-------- MATERIAL --------

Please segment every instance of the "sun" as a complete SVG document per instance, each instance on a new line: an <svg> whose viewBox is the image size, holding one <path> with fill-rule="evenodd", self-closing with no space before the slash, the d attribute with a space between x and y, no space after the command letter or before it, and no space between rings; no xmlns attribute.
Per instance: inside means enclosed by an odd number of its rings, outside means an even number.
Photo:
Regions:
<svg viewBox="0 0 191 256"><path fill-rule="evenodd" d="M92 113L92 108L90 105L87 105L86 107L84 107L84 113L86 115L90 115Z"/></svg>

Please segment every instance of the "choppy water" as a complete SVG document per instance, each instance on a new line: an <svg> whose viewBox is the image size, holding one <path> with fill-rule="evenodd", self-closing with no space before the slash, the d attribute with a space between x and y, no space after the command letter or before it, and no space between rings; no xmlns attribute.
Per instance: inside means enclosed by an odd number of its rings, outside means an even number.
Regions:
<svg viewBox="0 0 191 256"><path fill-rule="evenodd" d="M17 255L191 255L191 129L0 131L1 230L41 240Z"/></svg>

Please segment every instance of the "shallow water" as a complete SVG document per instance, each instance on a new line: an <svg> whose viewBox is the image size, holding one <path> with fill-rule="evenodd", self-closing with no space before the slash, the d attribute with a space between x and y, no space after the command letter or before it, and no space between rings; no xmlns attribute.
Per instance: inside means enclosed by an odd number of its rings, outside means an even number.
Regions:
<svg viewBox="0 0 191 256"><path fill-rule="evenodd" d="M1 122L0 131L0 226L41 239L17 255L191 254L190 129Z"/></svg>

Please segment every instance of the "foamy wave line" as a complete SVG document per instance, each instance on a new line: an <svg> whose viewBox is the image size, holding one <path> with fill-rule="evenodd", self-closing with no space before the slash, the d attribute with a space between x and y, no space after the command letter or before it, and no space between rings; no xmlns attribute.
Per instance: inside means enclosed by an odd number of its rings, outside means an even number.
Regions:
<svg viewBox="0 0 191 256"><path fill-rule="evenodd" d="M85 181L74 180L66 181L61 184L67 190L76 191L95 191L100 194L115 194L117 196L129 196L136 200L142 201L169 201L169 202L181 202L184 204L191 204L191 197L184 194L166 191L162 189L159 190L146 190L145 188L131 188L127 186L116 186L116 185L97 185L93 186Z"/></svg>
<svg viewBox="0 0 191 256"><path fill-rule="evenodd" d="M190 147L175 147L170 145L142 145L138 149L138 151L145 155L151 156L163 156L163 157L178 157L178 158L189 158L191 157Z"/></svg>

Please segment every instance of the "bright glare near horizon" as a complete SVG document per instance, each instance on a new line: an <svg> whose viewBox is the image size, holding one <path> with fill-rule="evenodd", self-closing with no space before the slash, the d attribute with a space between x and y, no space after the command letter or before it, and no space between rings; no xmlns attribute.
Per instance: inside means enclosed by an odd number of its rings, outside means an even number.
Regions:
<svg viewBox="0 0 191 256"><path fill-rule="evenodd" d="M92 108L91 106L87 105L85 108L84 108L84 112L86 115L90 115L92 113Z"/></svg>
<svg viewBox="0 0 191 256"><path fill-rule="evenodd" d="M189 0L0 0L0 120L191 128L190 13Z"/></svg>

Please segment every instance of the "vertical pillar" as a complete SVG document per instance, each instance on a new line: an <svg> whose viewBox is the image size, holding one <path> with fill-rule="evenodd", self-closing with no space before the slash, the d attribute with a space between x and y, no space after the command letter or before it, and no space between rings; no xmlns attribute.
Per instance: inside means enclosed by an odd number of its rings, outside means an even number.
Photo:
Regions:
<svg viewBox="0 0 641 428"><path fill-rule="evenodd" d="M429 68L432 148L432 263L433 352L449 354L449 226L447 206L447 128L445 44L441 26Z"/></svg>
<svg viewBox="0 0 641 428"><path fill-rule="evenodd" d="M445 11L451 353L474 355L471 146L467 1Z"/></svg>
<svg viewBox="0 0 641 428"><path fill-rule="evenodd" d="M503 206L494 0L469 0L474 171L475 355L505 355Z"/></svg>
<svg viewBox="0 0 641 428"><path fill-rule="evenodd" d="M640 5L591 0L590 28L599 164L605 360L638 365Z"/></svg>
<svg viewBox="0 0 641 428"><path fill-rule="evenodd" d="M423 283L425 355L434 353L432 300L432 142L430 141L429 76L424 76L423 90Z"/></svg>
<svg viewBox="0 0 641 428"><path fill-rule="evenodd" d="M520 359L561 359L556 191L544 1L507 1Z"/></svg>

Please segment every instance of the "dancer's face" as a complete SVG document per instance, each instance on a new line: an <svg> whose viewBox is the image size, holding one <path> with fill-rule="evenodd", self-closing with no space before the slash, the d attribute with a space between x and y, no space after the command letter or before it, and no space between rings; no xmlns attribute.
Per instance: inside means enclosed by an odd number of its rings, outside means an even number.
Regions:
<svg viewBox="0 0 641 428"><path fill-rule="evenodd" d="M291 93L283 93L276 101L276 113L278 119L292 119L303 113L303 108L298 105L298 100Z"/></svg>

--------

### INSTRUCTIONS TO FOLLOW
Please reproduce without any change the part that opens with the first line and closes with the line containing "113L92 108L90 105L87", including both of those lines.

### FINAL ANSWER
Please segment every instance of the "sun" as a complete SVG document per instance, each instance on a new line: an <svg> whose viewBox is the image size, holding one <path> with fill-rule="evenodd", self-closing with no space before the slash, the d attribute with a space between x and y, no space after the command letter or before it, and no space between rings; no xmlns attribute.
Per instance: inside means enclosed by an odd number of its rings, outside means an even number.
Photo:
Regions:
<svg viewBox="0 0 191 256"><path fill-rule="evenodd" d="M92 113L92 108L90 105L87 105L86 107L84 107L84 113L86 115L90 115Z"/></svg>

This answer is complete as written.